→ Records shown

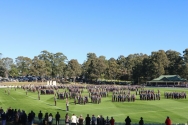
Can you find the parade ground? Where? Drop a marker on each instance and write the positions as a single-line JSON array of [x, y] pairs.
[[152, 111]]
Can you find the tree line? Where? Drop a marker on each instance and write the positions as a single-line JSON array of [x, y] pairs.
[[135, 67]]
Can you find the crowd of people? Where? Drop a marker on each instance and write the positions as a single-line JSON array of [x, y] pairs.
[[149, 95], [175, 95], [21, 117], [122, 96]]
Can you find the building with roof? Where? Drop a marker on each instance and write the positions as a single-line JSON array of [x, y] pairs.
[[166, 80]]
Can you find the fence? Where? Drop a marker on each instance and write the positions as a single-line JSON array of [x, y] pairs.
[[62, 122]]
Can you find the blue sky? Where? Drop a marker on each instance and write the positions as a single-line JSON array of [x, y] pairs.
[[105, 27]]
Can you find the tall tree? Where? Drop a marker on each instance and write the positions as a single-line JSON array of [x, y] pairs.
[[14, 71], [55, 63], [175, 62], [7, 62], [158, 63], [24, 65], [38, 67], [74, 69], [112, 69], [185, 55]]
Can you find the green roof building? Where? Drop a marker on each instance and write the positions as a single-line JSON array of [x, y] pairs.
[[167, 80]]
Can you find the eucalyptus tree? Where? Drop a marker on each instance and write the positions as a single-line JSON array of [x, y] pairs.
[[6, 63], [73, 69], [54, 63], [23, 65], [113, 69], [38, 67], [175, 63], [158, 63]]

...

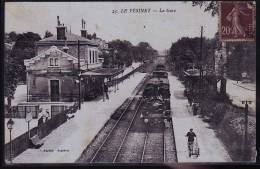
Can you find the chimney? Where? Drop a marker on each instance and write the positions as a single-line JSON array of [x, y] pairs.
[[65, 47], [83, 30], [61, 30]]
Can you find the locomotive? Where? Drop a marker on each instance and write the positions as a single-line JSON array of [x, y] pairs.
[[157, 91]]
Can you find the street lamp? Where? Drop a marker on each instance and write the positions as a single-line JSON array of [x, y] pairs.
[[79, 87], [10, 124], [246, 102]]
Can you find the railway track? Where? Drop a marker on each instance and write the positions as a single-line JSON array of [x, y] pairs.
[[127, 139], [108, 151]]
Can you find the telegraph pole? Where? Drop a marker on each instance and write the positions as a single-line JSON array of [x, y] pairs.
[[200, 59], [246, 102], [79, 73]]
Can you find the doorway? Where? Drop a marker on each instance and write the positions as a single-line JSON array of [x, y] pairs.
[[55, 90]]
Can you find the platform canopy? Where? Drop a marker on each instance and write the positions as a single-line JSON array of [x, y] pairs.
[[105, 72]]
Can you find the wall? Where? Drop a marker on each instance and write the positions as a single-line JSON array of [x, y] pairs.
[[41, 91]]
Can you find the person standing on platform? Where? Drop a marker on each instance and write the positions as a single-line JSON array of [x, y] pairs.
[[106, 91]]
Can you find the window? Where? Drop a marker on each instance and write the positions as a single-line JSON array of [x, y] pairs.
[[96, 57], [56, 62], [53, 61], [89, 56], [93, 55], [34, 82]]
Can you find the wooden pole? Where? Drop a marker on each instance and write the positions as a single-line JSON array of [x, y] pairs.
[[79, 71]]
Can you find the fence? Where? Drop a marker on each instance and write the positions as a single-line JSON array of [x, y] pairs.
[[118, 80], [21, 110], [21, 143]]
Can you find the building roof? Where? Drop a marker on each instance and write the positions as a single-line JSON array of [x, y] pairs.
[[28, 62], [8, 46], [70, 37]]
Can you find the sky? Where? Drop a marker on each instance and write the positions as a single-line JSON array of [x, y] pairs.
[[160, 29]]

--

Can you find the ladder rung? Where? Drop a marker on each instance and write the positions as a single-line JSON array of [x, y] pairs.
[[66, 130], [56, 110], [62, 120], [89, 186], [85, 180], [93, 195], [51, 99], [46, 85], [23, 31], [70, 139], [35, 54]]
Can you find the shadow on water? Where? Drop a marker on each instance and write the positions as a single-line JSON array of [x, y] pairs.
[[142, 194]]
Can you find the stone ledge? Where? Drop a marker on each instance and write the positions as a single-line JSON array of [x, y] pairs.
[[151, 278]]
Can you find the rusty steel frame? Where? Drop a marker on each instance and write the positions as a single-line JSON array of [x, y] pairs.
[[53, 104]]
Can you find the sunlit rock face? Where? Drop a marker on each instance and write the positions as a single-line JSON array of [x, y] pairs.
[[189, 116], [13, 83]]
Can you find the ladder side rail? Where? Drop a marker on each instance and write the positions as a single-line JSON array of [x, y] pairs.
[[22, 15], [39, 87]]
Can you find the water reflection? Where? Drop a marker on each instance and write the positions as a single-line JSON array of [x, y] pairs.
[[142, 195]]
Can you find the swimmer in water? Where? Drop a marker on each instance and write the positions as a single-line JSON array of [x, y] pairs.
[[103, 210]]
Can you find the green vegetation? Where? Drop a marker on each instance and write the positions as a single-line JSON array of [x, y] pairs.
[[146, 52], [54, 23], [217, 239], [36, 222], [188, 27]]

→ Set exercise
Extract every line from the items above that contains the word "pole", reproducing each such line in full.

→ Complete output
Can you find the telegraph pole? Where? Drop a marker on each instance and write the positions as a single-line JSON array of [x, y] pairs.
Can you find the wooden pole? Where? Drop a marker on each instance and write the positions as a single-line JSON array of [x, y] pairs.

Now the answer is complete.